**** Data in this exercise ****

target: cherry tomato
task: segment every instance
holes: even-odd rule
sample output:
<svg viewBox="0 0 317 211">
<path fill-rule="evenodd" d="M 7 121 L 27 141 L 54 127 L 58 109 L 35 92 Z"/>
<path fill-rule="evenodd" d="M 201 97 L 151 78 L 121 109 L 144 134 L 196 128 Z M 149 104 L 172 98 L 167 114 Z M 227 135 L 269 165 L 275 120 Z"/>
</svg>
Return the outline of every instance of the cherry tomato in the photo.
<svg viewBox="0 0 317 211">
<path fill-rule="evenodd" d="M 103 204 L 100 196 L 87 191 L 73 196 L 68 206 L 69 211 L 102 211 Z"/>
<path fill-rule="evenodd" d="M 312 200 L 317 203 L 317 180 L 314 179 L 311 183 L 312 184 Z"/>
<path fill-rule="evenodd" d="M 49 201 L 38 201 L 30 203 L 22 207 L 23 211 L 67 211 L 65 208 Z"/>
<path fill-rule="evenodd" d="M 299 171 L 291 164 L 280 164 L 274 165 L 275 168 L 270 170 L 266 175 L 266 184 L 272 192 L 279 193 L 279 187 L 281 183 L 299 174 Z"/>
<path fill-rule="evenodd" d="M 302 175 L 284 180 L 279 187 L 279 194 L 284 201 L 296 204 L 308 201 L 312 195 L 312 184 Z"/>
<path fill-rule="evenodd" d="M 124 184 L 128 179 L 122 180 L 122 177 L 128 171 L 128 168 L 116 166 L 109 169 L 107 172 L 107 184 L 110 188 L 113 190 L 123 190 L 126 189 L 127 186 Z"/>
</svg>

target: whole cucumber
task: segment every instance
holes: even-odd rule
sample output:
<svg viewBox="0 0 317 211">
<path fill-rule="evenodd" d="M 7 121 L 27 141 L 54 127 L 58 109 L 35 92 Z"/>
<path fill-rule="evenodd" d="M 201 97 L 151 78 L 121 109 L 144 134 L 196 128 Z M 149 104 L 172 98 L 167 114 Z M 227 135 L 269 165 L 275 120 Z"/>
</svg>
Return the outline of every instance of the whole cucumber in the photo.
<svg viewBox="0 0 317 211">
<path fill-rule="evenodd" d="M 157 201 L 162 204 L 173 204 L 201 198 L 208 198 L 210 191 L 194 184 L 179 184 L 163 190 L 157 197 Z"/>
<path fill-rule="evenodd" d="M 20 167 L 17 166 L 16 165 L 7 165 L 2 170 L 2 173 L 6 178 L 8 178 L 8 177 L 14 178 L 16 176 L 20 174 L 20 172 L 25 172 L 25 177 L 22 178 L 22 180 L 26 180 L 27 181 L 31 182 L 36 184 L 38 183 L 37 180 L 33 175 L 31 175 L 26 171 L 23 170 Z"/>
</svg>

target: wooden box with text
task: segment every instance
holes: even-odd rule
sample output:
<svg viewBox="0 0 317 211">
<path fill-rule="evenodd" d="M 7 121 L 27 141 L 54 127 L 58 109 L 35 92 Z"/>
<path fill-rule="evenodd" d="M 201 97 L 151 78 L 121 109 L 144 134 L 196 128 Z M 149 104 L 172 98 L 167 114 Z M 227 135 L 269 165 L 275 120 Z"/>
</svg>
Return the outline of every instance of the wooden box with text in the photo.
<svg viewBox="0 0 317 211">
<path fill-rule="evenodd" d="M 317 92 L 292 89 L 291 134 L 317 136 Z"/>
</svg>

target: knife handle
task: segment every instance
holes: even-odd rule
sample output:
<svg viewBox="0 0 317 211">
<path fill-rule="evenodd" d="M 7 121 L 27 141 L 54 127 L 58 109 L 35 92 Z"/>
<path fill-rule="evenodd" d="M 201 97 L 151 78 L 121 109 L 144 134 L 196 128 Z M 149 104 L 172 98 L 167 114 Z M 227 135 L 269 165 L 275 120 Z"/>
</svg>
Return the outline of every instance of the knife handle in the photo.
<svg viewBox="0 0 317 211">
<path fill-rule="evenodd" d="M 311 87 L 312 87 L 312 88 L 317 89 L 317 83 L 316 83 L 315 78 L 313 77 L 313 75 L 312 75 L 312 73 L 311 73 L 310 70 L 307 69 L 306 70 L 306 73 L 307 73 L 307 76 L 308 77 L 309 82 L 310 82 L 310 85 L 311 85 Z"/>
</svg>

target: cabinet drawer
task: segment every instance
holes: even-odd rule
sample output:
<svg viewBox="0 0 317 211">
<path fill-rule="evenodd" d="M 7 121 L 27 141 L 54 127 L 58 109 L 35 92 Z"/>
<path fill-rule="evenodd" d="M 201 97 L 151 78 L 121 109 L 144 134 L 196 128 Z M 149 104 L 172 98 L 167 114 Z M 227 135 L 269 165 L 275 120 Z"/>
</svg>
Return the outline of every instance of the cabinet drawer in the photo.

****

**Set task**
Copy the material above word for word, keeping every line and character unchanged.

**Result below**
target: cherry tomato
task: segment every instance
holes: even-odd rule
sample output:
<svg viewBox="0 0 317 211">
<path fill-rule="evenodd" d="M 7 121 L 27 141 L 54 127 L 58 109 L 35 92 Z"/>
<path fill-rule="evenodd" d="M 201 97 L 151 78 L 121 109 L 144 134 L 196 128 Z M 149 104 L 172 98 L 167 114 Z M 227 135 L 269 165 L 275 120 Z"/>
</svg>
Return the outline of every instance of the cherry tomato in the photo.
<svg viewBox="0 0 317 211">
<path fill-rule="evenodd" d="M 103 204 L 100 196 L 87 191 L 73 196 L 68 206 L 69 211 L 102 211 Z"/>
<path fill-rule="evenodd" d="M 312 200 L 317 203 L 317 180 L 314 179 L 311 183 L 312 184 Z"/>
<path fill-rule="evenodd" d="M 49 201 L 38 201 L 30 203 L 22 207 L 23 211 L 67 211 L 65 208 Z"/>
<path fill-rule="evenodd" d="M 299 171 L 291 164 L 280 164 L 274 165 L 275 168 L 270 170 L 266 175 L 266 184 L 272 192 L 279 193 L 279 187 L 281 183 L 299 174 Z"/>
<path fill-rule="evenodd" d="M 302 175 L 284 180 L 279 187 L 279 194 L 284 201 L 296 204 L 308 201 L 312 195 L 312 184 Z"/>
<path fill-rule="evenodd" d="M 124 184 L 128 179 L 122 180 L 122 177 L 128 171 L 128 168 L 116 166 L 109 169 L 107 172 L 107 184 L 110 188 L 113 190 L 123 190 L 126 189 L 127 186 Z"/>
</svg>

target: whole cucumber
task: segment every instance
holes: even-odd rule
sample output:
<svg viewBox="0 0 317 211">
<path fill-rule="evenodd" d="M 7 121 L 27 141 L 54 127 L 58 109 L 35 92 Z"/>
<path fill-rule="evenodd" d="M 201 97 L 151 78 L 121 109 L 144 134 L 196 128 Z M 149 104 L 172 98 L 167 114 Z M 227 135 L 269 165 L 275 120 Z"/>
</svg>
Return the outline of every instance of the whole cucumber in the photo.
<svg viewBox="0 0 317 211">
<path fill-rule="evenodd" d="M 157 201 L 162 204 L 173 204 L 201 198 L 208 198 L 210 191 L 194 184 L 179 184 L 163 190 L 157 197 Z"/>
<path fill-rule="evenodd" d="M 20 167 L 17 166 L 16 165 L 7 165 L 2 170 L 2 173 L 6 178 L 8 178 L 8 177 L 14 178 L 16 176 L 20 174 L 20 172 L 25 172 L 25 177 L 22 178 L 22 180 L 26 180 L 27 181 L 31 182 L 36 184 L 38 183 L 37 180 L 33 175 L 31 175 L 26 171 L 23 170 Z"/>
</svg>

target: wooden box with text
task: segment every instance
holes: even-odd rule
sample output:
<svg viewBox="0 0 317 211">
<path fill-rule="evenodd" d="M 7 121 L 27 141 L 54 127 L 58 109 L 35 92 Z"/>
<path fill-rule="evenodd" d="M 201 97 L 151 78 L 121 109 L 144 134 L 196 128 Z M 149 104 L 172 98 L 167 114 Z M 227 135 L 269 165 L 275 120 Z"/>
</svg>
Return the outline of every instance of the wooden box with text in the photo.
<svg viewBox="0 0 317 211">
<path fill-rule="evenodd" d="M 317 92 L 292 89 L 291 134 L 317 136 Z"/>
</svg>

target: knife handle
task: segment every instance
holes: even-odd rule
sample output:
<svg viewBox="0 0 317 211">
<path fill-rule="evenodd" d="M 7 121 L 27 141 L 54 127 L 58 109 L 35 92 Z"/>
<path fill-rule="evenodd" d="M 201 97 L 151 78 L 121 109 L 144 134 L 196 128 Z M 149 104 L 172 98 L 167 114 Z M 227 135 L 269 165 L 275 120 Z"/>
</svg>
Return the outline of every instance of the knife handle in the photo.
<svg viewBox="0 0 317 211">
<path fill-rule="evenodd" d="M 311 87 L 312 87 L 312 88 L 317 89 L 317 83 L 316 83 L 315 78 L 313 77 L 313 75 L 312 75 L 312 73 L 311 73 L 310 70 L 307 69 L 306 70 L 306 73 L 307 73 L 307 76 L 308 77 L 309 82 L 310 82 L 310 85 L 311 85 Z"/>
</svg>

target: cabinet drawer
task: segment every instance
holes: even-odd rule
sample output:
<svg viewBox="0 0 317 211">
<path fill-rule="evenodd" d="M 7 121 L 27 141 L 54 127 L 58 109 L 35 92 Z"/>
<path fill-rule="evenodd" d="M 201 97 L 151 78 L 121 109 L 144 134 L 196 128 Z M 149 104 L 172 98 L 167 114 Z M 227 135 L 269 165 L 275 120 Z"/>
</svg>
Return the outline of every instance of the cabinet drawer in the photo.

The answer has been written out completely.